À faire
1) D'après le passage affiché, à quelle date et à quel moment de la journée le groupe arrive-t-il à Marseille ?
2) Dites si chacune de ces affirmations est conforme au passage affiché, en répondant par oui ou non et en citant les mots du texte qui tranchent : (a) la personne qui raconte a le mal de mer pendant la traversée ; (b) les repas tirés du sac contiennent du saucisson ; (c) à Marseille, la Croix Rouge propose des boissons et des sandwichs.

Notre voyage commence. Et on aura l’autorisation d’aller et de venir tout au long de celui-ci, à notre guise. Et je ne m’en priverai pas, car rester enfermé dans la cale, c’est très difficile. De plus, je ne connais aucune des filles du groupe. Mais heureusement tout se passera bien. Les ordres et la discipline des religieuses, quand il faut manger, rester pour la sieste, et dormir pour la nuit, entre autres, seront très respectés. Et l’ambiance est relativement sereine. Par contre, Patatras, quelle horreur de découvrir nos WC, dans un tel état – WC à la turque, alors que le voyage est a peine commencé, sont déjà débordants d’excréments et de plus bouchés. Car quand Je tire la chasse pour essayer de les nettoyer, cela fait refluer tout le tas vers moi. On aura malheureusement à supporter ces odeurs, car rien n’est fait pour régler ce problème. Je m’échappe bien vite. Heureusement un autre WC plus loin est à notre disposition…
Trois repas tirés du sac – pain et fromages, oranges, gourdes d’eau. Pas de saucisson. Ca n’aura pas tenu la chaleur du voyage. Quant au jambon, pareil … On est pratiquement toutes au même régime. A croire que nos mères se sont données le mot. Les sœurs surveilleront et veilleront à ce chacune d’entre nous ait à manger et à boire….
A plusieurs reprises, je remonterai sur le pont, un foulard sur la tête, car le vent est très fort. La température est difficile à supporter, car avec le soleil d’un côté il fait très chaud alors que le vent fouette les visages, et nous coupe le souffle. Avec le recul, je me demande comment les personnes sur le pont, ont pu supporter ces conditions inhumaines de voyage…..
La vision de la mer est d’une beauté grandiose, magnifique ; devant le bateau, bondissant des dauphins semblent montrer le chemin…. Nous sommes très nombreux à admirer ce spectacle…. Le bateau donne l’impression d’aller vite….très vite….. Il monte et redescend sur les vagues….Mais je n’ai pas le mal de mer….. Une seule nuit à passer à bord, notre manteau en guise de couverture, et malheureusement on ne peut pas faire sa toilette au réveil.
Notre arrivée à Marseille, dans l’après-midi du 11 juin – Mes souvenirs sont incomplets. Je me souviens que nous sommes, à un moment, tout le groupe dans une espèce de hangar, à attendre je ne sais quoi. C’est la Croix Rouge, qui est là, et nous propose boissons et sandwichs. Un conseil et blague très ironiques circulent très vite parmi nous, mais qui les a fait partir je ne sais. « Faut pas manger les sandwichs (qui consistent en 2 tranches fines de pain avec du jambon) car c’est du pain de patos, d’ailleurs il y a des pattes de canards, à l’intérieur. » Cela a pour effet de dérider l’atmosphère pesante et nous faire rire. Mais les religieuses, je crois, nous rappellent à l’ordre. « Car on ne peut pas se passer de manger, maintenant que nous sommes en sécurité en France. »

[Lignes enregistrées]

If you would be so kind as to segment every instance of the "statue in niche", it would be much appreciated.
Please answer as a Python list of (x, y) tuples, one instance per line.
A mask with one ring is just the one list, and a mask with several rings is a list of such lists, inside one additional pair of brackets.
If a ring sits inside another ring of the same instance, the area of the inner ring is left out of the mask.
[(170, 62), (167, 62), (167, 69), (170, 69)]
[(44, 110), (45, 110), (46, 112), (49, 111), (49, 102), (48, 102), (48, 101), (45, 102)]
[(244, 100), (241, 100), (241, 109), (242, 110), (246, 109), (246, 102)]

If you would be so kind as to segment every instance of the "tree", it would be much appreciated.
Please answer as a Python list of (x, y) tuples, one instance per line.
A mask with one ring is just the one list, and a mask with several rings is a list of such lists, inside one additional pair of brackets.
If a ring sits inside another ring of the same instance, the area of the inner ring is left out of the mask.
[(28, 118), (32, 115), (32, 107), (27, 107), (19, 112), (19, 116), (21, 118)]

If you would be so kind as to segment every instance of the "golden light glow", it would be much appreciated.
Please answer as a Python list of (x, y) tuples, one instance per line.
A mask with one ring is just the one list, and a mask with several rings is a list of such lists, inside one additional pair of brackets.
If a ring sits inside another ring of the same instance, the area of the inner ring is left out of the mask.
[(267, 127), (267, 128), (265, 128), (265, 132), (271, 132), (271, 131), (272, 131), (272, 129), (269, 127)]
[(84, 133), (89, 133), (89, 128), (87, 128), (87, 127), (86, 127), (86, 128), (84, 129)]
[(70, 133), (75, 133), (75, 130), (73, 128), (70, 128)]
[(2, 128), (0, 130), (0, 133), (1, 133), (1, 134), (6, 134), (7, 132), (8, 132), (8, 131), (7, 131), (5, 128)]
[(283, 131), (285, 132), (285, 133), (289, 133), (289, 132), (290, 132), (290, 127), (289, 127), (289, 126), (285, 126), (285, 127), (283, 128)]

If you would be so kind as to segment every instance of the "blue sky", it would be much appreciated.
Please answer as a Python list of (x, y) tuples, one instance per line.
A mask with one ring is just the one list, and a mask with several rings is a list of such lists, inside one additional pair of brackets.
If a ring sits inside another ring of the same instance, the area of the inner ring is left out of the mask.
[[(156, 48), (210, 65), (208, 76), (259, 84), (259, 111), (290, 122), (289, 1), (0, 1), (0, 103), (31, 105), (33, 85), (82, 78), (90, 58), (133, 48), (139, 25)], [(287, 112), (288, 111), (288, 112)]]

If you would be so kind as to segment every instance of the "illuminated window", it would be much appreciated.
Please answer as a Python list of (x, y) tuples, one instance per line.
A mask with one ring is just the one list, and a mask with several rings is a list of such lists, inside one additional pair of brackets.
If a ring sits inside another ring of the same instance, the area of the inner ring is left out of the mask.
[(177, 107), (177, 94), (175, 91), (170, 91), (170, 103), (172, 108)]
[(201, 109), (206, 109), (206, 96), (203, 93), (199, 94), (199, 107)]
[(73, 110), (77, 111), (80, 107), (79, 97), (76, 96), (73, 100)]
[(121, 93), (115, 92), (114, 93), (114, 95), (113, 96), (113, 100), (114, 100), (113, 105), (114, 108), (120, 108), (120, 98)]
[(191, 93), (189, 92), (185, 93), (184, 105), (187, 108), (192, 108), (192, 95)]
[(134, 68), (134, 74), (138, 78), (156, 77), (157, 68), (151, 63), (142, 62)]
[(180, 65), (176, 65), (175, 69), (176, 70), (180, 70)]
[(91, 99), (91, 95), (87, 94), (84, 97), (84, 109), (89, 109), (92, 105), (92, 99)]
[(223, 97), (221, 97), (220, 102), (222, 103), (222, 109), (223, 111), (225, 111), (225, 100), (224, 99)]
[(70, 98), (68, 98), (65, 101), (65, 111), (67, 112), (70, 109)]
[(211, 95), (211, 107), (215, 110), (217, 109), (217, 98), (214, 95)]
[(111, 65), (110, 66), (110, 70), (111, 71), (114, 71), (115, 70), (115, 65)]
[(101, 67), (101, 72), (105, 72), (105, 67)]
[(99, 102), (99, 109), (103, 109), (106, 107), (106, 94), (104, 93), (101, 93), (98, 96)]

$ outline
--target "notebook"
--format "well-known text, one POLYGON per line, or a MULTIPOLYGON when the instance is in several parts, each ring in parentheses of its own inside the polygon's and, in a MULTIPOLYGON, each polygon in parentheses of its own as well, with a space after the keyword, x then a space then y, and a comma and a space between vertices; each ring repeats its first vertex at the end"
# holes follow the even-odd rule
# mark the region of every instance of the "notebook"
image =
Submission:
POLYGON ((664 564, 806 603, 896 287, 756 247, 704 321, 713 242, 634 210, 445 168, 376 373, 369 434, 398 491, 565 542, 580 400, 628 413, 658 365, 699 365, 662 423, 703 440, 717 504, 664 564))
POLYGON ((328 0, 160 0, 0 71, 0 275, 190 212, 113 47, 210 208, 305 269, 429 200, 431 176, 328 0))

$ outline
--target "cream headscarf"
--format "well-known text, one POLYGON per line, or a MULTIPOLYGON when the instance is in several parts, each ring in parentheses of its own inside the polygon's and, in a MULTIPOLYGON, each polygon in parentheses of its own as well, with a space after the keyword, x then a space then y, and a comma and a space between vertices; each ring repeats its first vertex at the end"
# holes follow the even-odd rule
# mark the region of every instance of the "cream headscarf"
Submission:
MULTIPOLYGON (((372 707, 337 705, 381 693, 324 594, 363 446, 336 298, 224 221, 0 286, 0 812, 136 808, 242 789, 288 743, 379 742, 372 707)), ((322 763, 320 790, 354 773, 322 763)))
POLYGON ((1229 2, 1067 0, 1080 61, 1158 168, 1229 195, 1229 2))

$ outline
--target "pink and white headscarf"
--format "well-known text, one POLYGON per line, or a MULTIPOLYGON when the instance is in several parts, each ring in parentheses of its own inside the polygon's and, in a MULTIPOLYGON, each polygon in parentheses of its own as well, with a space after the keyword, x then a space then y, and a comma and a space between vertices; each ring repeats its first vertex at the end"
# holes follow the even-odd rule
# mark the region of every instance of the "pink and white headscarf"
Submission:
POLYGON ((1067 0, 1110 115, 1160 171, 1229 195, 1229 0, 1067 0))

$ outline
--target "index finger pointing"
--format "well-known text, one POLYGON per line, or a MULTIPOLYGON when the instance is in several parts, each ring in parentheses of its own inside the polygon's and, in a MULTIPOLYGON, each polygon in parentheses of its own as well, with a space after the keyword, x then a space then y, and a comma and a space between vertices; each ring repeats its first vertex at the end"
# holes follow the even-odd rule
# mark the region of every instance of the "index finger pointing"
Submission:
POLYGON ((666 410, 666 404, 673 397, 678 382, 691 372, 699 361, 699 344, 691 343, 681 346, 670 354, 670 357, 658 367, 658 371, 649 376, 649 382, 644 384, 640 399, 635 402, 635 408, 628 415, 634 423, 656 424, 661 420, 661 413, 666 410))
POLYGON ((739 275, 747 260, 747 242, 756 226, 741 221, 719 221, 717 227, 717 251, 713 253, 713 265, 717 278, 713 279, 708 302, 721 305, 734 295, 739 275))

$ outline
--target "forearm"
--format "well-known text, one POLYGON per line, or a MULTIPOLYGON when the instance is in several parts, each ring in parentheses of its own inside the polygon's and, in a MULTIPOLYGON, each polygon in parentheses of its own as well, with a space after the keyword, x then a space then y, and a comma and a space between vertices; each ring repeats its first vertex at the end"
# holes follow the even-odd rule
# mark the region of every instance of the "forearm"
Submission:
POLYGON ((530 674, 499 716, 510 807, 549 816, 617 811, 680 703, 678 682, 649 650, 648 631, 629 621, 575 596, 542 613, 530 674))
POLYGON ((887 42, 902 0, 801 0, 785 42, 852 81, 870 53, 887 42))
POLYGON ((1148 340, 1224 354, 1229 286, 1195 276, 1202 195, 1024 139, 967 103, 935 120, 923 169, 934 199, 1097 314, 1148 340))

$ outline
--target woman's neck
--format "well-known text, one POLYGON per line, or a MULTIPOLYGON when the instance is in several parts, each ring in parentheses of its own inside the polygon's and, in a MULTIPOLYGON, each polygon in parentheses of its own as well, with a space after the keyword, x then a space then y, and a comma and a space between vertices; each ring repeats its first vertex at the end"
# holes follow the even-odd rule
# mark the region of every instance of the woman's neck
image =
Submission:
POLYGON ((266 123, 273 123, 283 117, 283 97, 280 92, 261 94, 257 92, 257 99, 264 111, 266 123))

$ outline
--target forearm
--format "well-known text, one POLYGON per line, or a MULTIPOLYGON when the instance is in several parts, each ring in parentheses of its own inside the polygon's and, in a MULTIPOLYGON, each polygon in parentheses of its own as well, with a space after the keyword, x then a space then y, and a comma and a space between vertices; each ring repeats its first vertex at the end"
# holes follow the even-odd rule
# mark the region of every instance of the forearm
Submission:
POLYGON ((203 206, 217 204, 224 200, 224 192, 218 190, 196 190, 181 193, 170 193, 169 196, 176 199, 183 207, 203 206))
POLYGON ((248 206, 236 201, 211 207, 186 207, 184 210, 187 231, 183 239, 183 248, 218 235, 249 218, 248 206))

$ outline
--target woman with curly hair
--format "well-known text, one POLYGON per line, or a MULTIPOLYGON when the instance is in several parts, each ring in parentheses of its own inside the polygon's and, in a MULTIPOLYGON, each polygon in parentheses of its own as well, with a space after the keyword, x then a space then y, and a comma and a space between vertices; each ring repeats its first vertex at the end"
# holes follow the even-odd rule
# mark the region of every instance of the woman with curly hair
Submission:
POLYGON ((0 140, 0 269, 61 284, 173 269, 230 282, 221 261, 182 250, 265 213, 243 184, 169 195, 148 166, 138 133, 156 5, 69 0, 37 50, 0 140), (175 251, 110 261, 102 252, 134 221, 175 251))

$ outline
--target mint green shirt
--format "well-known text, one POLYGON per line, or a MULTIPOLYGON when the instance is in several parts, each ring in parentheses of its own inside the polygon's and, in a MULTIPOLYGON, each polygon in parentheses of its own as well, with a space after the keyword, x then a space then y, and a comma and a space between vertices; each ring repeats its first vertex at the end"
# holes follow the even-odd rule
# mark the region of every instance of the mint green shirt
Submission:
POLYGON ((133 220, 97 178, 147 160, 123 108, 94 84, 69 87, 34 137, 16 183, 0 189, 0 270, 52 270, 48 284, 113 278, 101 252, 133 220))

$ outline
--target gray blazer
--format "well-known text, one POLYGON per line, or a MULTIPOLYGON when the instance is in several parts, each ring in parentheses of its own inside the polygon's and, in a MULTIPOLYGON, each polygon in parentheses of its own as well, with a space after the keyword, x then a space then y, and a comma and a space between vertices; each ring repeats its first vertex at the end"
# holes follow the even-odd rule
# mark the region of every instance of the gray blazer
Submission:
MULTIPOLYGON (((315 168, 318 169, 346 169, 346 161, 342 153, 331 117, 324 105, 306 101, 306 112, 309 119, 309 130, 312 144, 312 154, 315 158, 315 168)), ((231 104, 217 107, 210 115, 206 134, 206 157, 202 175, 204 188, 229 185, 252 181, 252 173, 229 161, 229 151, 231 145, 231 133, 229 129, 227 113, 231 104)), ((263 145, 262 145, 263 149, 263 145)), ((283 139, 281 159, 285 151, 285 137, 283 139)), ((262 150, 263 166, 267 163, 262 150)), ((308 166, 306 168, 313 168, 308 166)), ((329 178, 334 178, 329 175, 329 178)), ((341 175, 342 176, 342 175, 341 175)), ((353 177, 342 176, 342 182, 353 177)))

Réponses par tâche
1) Dans l'après-midi du 11 juin.

2)
(a) Non : « Mais je n’ai pas le mal de mer ».
(b) Non : « Pas de saucisson. »
(c) Oui : « C’est la Croix Rouge, qui est là, et nous propose boissons et sandwichs. »